Task: Rewrite the items from the start through the line with "column 502, row 35", replacing "power line" with "utility cable" and leaving everything else unchanged. Omit the pictures from your answer.

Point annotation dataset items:
+===+

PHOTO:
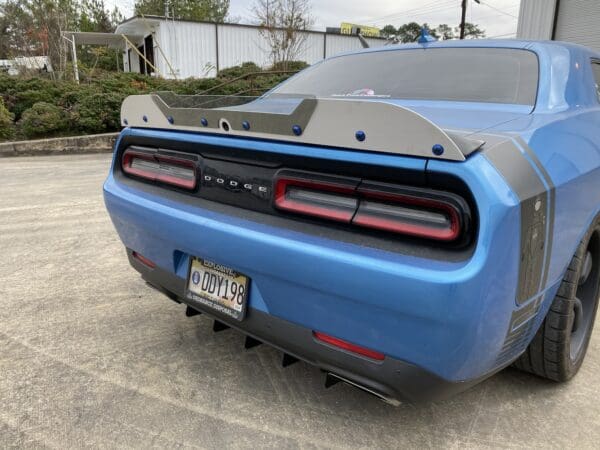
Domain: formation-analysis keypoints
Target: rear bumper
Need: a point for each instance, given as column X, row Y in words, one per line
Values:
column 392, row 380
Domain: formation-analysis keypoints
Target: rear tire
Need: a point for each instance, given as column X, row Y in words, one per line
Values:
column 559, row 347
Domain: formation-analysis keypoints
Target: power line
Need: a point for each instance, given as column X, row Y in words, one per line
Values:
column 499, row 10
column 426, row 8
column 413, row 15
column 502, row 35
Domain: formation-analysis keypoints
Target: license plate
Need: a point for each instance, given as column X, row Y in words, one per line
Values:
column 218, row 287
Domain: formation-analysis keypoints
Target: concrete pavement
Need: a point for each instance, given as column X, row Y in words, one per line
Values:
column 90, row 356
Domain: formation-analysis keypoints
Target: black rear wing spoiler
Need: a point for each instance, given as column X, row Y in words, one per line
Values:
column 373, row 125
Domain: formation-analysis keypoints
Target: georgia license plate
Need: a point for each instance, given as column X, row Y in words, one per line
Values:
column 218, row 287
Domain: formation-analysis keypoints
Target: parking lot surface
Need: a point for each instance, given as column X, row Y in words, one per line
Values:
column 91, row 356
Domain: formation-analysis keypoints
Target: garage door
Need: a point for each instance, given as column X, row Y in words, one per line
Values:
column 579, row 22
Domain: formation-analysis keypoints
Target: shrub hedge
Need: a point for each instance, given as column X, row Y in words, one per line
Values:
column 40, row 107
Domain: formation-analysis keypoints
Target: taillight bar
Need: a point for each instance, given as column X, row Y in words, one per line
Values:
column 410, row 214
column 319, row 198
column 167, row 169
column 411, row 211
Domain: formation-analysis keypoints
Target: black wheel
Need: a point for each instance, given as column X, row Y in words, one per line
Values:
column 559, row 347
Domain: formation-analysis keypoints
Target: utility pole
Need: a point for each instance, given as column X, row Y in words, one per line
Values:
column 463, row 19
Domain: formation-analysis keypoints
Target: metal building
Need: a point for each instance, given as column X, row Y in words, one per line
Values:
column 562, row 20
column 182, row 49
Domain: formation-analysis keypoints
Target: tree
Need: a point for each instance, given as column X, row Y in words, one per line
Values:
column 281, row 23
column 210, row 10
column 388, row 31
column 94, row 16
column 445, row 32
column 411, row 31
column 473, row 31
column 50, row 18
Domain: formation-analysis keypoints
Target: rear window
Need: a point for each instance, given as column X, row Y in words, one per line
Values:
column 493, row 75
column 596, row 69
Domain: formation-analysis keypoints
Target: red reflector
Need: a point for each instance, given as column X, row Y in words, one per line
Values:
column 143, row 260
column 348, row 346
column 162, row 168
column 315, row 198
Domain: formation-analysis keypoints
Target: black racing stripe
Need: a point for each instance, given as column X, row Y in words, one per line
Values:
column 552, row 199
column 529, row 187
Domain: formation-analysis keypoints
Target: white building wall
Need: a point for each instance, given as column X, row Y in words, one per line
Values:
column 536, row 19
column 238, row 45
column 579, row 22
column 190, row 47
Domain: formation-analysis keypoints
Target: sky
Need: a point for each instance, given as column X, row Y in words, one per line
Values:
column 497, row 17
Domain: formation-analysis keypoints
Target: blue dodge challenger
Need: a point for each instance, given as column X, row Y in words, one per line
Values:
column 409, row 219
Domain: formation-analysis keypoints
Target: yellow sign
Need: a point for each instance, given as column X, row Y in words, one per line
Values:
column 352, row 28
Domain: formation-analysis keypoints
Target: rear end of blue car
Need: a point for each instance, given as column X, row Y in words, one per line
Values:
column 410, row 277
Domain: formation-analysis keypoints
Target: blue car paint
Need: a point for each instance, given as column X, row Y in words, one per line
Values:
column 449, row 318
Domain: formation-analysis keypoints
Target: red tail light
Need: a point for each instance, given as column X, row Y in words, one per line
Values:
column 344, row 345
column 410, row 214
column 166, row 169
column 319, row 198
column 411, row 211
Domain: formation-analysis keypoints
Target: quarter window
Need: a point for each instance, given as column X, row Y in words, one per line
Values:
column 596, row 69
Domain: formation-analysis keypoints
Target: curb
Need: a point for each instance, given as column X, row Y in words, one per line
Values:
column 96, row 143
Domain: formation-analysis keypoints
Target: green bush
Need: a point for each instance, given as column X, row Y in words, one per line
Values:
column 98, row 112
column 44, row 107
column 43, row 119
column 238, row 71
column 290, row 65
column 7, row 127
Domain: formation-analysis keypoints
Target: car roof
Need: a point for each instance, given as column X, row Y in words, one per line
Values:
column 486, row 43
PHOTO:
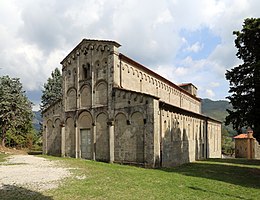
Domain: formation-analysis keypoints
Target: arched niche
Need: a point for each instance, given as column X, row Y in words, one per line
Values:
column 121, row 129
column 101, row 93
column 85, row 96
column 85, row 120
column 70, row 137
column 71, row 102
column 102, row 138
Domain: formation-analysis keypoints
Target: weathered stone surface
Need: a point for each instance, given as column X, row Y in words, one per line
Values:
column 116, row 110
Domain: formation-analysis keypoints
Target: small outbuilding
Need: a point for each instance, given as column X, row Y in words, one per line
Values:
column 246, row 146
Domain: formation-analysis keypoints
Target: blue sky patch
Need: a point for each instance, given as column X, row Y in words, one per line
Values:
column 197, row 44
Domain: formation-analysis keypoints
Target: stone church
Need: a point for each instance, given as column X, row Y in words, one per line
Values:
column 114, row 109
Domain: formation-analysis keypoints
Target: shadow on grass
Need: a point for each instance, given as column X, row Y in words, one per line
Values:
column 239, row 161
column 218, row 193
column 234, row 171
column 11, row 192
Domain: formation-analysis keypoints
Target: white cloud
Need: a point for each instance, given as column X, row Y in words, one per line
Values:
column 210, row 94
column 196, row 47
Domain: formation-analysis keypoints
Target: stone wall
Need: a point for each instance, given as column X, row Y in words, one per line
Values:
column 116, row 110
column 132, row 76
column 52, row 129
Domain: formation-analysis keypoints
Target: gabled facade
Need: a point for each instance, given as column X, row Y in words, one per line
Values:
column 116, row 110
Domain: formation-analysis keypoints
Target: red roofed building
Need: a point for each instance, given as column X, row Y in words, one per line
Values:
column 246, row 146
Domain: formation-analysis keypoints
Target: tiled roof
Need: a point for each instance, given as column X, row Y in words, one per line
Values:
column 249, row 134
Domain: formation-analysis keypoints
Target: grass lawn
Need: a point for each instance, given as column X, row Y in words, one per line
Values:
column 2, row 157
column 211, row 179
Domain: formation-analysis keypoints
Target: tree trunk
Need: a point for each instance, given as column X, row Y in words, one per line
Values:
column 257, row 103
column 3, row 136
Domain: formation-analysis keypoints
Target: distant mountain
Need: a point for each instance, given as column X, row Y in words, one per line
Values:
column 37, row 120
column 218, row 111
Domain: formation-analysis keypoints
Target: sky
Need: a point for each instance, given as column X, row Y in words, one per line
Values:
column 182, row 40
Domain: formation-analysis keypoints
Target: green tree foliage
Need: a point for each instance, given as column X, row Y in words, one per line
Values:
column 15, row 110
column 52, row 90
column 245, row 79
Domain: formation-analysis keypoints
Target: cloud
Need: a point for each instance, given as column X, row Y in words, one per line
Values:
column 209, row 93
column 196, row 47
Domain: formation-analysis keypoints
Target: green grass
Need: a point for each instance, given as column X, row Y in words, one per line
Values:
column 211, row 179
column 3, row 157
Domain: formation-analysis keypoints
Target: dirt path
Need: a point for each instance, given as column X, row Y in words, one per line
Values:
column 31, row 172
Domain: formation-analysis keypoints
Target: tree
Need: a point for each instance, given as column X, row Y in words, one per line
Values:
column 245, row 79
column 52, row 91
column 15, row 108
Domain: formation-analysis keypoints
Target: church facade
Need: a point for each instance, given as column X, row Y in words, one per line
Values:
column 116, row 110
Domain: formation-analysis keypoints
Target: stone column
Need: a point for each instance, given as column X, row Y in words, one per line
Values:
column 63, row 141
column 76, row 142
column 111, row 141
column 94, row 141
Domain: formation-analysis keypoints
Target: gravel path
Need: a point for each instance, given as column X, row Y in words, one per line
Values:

+===+

Response below:
PHOTO:
Domain: formation-analysis keypoints
Target: rear bumper
Need: a point for each instance, given as column X, row Y in words, one per line
Values:
column 392, row 380
Domain: formation-analysis keypoints
Target: rear tire
Need: a point for each instance, given as column X, row Y in words, one per line
Values:
column 559, row 347
Domain: formation-analysis keypoints
Target: utility cable
Need: a point for each instance, given as column X, row Y in words, one per line
Values:
column 499, row 10
column 426, row 8
column 413, row 15
column 502, row 35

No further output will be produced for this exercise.